* _DIRECTIONS FOR THIS TASK_: Transcribe the entries below without alteration.

* _TASK INPUTS_:
-*-*-

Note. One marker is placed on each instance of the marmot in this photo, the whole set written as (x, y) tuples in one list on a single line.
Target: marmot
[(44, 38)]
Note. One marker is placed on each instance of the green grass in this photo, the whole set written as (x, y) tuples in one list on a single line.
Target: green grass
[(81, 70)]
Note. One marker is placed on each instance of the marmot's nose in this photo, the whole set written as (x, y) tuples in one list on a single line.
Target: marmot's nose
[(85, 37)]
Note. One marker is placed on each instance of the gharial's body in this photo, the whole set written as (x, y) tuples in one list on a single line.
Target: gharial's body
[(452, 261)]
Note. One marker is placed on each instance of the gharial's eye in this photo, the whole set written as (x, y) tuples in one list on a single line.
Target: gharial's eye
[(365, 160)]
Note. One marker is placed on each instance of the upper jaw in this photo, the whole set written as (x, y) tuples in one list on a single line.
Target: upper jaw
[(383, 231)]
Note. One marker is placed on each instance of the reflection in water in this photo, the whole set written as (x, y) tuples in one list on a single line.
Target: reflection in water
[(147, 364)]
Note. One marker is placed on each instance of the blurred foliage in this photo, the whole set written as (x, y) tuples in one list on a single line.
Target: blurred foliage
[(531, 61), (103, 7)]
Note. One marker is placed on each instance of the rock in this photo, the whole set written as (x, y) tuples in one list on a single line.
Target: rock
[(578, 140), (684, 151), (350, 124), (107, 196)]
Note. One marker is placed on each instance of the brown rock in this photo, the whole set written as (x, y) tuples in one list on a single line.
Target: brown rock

-*-*-

* _EXERCISE RESULT_:
Note. One marker is placed on each instance of the marmot in this photo, the whole set written as (x, y) tuples in one list on a single line.
Target: marmot
[(44, 38)]
Note. One marker is placed on each instance of the green grass in this photo, the whole set written as (x, y) tuples in one list on a single line.
Target: green grass
[(81, 70)]
Note. One marker is placed on each instance of the marmot's nose in this photo, the whole set written as (x, y) tuples in one list on a single line.
Target: marmot's nose
[(85, 37)]
Note. One marker is placed on each instance of the gharial's body in this photo, the whole set written as (x, y) tuples in one list on a single line.
Target: gharial's body
[(452, 261)]
Note. One marker is placed on each instance of the gharial's eye in this photo, the whole set written as (x, y) tuples in one list on a single line.
Target: gharial's eye
[(365, 160)]
Note. One marker is placed on each instance of the upper jaw in this photo, the whole set written as (x, y) tuples in one list on a single line.
Target: upper jaw
[(383, 231)]
Note. One marker is placed on each instance of the reflection in water in this photo, the whole set written as (x, y) tuples in one list on a single line.
Target: reflection in water
[(147, 364)]
Note. One marker is placed on each instance of the blurred foliage in this photo, the whole set written as (x, y) tuples in one list on a single line.
Target: blurred foliage
[(531, 61), (103, 7)]
Note. One marker is placed on each instance of the rock in this photo, the whole set written as (x, y) tuples in one list on a single line.
Target: rock
[(578, 140), (684, 151), (350, 124), (107, 196)]
Note. One marker is placed on each instance of the brown rock in this photo, the whole set written as (x, y) tuples in one list on a single line.
Target: brown rock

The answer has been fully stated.